**TESTO ESTRATTO**
+---+
L’obiettivo della raccomandazione adottata oggi da Bruxelles è fornire agli Stati membri orientamenti su come introdurre delle condizioni relative alla concessione di aiuti finanziari durante la ripresa post-Covid. Coordinando le restrizioni relative alla concessione di aiuti finanziari, sottolinea infatti la Commissione, gli Stati membri eviteranno inoltre che si verifichino squilibri e distorsioni nel mercato unico. “Ci troviamo in una situazione senza precedenti in cui, per motivi legati all’epidemia di coronavirus, alle imprese viene concesso un volume eccezionale di aiuti di Stato”, sottolinea ancora Vestager. Per questo, spiega Gentiloni, “tutti devono versare la giusta quota di imposte se vogliono sostenere e non, al contrario, sabotare l’impegno collettivo a favore della ripresa”.
+---+
**MATERIALE IN ESAME**

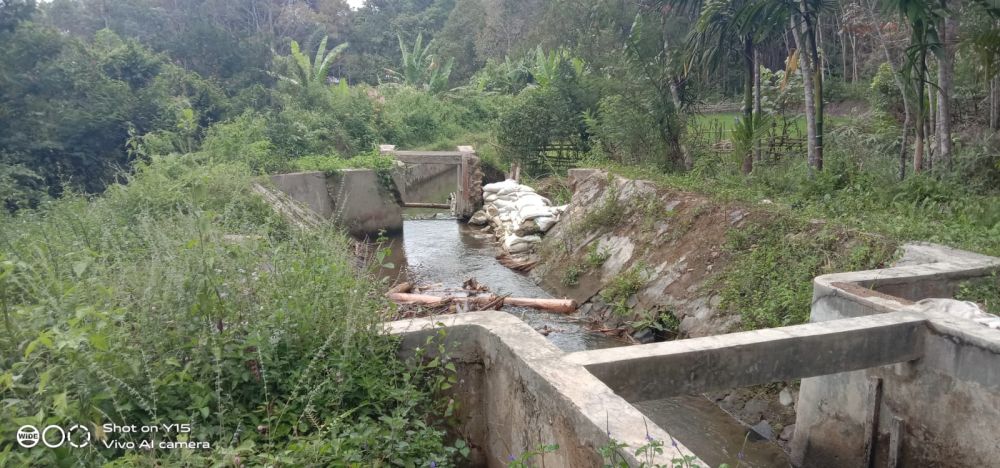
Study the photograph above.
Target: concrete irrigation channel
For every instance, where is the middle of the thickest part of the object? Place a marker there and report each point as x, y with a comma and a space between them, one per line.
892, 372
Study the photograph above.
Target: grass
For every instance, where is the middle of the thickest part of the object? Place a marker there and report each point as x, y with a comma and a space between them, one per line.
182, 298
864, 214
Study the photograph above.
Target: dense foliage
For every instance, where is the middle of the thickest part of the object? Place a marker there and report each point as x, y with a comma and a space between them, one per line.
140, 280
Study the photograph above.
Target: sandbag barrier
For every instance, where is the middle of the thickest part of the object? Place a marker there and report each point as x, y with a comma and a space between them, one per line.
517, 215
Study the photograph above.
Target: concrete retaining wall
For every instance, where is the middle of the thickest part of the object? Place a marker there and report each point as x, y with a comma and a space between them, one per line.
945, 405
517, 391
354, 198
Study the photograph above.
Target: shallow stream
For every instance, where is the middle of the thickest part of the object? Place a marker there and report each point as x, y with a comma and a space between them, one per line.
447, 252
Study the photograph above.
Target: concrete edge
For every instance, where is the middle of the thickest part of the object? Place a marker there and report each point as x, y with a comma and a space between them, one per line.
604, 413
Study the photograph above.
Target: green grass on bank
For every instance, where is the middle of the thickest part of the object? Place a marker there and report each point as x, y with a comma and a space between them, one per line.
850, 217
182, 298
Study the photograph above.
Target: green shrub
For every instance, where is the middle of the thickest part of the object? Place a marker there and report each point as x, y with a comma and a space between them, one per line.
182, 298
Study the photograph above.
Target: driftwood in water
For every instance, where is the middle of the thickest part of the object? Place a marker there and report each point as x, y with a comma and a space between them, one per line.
+---+
**CONSEGNA 1**
Per favore, traduci in inglese questa frase del testo estratto: "Coordinando le restrizioni relative alla concessione di aiuti finanziari, sottolinea infatti la Commissione, gli Stati membri eviteranno inoltre che si verifichino squilibri e distorsioni nel mercato unico."
**CONSEGNA 2**
Riporta tutte le parole del testo estratto che iniziano con la maiuscola pur non trovandosi a inizio frase. Seguine l'ordine di comparsa e non ripeterle.
**CONSEGNA 3**
Scrivi il seguito del testo sulla raccomandazione per gli aiuti finanziari durante la ripresa post-Covid, partendo dopo la sua ultima frase.

**RISPOSTA 1**
By coordinating the restrictions on the granting of financial aid, the Commission in fact points out, the Member States will also prevent imbalances and distortions from arising in the single market.

**RISPOSTA 2**
Bruxelles, Stati, Covid, Commissione, Stato, Vestager, Gentiloni

**RISPOSTA 3**
In questo contesto sono stati gli stessi Paesi membri a manifestare la disponibilità ad adottare nuove norme, limitando l’accesso agli aiuti per chi ricorre a paradisi fiscali. La Commissione europea ha quindi fornito questo modello, che si basa sulla lista Ue delle giurisdizioni non cooperative a fini fiscali. “È la base migliore per applicare tali restrizioni, in quanto consentirà a tutti gli Stati membri di agire in modo coerente e eviterà le misure individuali che potrebbero violare il diritto dell’Ue”, spiega Bruxelles, aggiunge che l’uso della lista dei paradisi fiscali “creerà anche maggiore chiarezza e certezza per le imprese”. Allo stesso tempo, la Commissione è pronta a discutere con gli Stati membri in merito ai loro piani specifici per garantire che la concessione di aiuti di Stato, in particolare sotto forma di ricapitalizzazioni, si limiti alle imprese che “pagano la giusta quota di imposte“.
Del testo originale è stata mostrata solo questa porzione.